* [Work item]: Write out exactly, please, every line from the beginning of the entries to the line holding "Target: pendant light", and no pictures.

Saved entries:
== Segment start ==
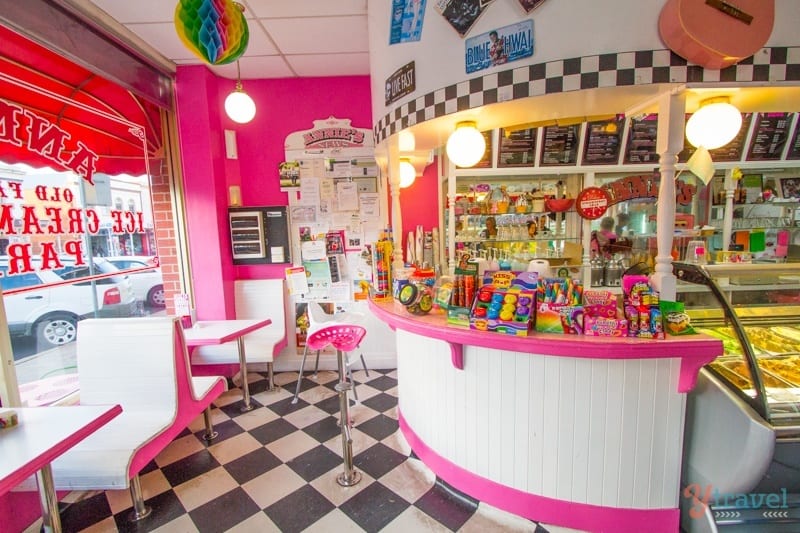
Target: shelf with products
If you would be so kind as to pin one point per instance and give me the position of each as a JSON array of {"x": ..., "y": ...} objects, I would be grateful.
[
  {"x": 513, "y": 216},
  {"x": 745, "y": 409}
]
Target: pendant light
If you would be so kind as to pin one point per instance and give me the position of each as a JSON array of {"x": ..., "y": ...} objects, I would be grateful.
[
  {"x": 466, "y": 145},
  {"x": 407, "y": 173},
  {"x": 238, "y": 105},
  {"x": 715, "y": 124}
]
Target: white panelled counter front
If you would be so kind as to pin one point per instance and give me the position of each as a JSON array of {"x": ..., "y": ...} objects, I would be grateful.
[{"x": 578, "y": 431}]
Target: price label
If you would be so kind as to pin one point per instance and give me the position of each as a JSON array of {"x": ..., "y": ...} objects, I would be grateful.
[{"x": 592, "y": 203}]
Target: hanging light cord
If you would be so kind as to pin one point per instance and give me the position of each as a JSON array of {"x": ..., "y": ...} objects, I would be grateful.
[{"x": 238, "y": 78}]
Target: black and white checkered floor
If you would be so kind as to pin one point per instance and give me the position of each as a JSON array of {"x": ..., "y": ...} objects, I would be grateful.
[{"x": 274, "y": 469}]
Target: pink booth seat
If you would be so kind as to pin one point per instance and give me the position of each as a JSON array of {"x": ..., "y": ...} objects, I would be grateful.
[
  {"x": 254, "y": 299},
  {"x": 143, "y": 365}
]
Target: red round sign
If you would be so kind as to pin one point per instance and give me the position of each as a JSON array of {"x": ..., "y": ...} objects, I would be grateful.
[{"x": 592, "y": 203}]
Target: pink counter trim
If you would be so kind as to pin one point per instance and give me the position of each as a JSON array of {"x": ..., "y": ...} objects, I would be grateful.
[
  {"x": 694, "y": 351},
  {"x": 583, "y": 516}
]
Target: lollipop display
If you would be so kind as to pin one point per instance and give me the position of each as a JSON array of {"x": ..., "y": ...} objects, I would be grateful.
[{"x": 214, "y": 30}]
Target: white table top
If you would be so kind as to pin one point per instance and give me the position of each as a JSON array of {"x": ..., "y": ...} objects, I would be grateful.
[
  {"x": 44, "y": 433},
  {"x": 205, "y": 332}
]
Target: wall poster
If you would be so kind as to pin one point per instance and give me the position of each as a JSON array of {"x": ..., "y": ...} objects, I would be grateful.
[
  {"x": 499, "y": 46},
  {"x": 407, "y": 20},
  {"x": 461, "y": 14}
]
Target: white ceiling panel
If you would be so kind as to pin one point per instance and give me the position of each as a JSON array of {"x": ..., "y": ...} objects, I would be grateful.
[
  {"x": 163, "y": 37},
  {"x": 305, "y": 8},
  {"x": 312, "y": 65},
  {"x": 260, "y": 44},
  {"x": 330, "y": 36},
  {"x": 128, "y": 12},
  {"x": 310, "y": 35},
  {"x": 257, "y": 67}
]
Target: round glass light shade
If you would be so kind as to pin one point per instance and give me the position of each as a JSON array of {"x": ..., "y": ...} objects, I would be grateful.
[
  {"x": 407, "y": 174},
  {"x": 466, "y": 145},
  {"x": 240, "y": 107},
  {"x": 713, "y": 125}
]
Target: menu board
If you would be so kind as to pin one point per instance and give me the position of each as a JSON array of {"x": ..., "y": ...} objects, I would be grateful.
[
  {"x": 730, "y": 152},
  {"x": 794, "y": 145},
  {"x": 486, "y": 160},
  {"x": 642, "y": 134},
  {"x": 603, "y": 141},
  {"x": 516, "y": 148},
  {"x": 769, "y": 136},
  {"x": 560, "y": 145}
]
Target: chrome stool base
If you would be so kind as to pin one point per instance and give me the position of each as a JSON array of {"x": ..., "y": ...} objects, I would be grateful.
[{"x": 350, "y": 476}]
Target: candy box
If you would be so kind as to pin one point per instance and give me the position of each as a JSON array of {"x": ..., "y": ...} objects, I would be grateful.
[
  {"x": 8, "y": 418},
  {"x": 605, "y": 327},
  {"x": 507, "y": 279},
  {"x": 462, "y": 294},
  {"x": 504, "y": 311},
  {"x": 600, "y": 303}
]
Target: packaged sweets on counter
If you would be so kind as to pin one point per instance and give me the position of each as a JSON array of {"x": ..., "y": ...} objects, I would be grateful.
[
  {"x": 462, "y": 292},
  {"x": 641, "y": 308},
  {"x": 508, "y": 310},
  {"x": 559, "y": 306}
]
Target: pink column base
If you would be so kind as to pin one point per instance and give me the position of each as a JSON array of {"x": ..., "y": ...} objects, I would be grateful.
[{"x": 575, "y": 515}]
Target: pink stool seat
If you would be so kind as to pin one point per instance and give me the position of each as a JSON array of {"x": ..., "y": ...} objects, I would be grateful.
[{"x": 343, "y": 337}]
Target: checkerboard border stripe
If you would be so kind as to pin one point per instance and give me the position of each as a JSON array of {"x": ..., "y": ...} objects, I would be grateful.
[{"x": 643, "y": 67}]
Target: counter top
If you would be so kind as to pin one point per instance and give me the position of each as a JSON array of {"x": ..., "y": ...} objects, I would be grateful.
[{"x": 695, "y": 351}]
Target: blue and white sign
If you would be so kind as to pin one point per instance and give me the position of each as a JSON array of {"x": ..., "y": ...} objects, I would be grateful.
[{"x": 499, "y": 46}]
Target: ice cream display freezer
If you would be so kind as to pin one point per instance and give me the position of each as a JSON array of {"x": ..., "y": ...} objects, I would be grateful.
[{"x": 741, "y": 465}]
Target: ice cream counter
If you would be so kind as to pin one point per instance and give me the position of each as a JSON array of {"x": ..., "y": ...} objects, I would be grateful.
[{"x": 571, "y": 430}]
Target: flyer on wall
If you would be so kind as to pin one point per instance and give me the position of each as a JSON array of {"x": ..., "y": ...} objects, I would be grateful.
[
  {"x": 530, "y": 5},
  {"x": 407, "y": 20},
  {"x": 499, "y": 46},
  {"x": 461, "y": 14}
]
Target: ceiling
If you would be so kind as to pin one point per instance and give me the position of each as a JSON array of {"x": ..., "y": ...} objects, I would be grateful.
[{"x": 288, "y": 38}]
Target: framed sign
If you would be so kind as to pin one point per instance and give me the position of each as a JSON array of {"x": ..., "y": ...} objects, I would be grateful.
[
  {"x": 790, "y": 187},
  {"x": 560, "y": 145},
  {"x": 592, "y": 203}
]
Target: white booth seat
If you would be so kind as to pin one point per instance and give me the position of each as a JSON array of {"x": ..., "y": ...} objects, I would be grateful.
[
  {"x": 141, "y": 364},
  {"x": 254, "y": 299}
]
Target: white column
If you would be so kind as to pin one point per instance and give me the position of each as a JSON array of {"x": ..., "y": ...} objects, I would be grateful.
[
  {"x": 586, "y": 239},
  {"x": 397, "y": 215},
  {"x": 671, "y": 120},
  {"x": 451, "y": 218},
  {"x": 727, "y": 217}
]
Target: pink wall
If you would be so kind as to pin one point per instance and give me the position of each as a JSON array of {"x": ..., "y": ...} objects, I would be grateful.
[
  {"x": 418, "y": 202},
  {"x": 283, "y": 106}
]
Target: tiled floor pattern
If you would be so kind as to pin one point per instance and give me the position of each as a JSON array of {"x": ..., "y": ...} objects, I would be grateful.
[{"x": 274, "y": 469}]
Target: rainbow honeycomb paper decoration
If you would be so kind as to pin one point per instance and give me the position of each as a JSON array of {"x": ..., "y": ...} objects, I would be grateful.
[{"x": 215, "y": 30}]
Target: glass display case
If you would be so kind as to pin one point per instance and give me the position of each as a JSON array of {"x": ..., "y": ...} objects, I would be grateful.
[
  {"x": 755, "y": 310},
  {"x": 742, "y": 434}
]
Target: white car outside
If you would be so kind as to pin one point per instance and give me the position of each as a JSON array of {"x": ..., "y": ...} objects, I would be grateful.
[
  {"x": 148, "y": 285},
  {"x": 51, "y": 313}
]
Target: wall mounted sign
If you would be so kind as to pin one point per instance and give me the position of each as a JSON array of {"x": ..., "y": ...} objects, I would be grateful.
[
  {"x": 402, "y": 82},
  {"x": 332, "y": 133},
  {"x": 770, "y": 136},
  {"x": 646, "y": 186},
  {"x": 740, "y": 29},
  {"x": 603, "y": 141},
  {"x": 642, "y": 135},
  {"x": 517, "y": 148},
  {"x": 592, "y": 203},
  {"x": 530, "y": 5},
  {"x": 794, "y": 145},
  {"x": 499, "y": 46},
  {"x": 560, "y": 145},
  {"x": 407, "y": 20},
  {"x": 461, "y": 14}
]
== Segment end ==
* [Exercise solution]:
Target: shelf with products
If you would be so kind as to pin one point per instance and give me the position of each as a JSON array of {"x": ..., "y": ...} objects, I would be grateful.
[
  {"x": 513, "y": 216},
  {"x": 745, "y": 409}
]
Target: pendant light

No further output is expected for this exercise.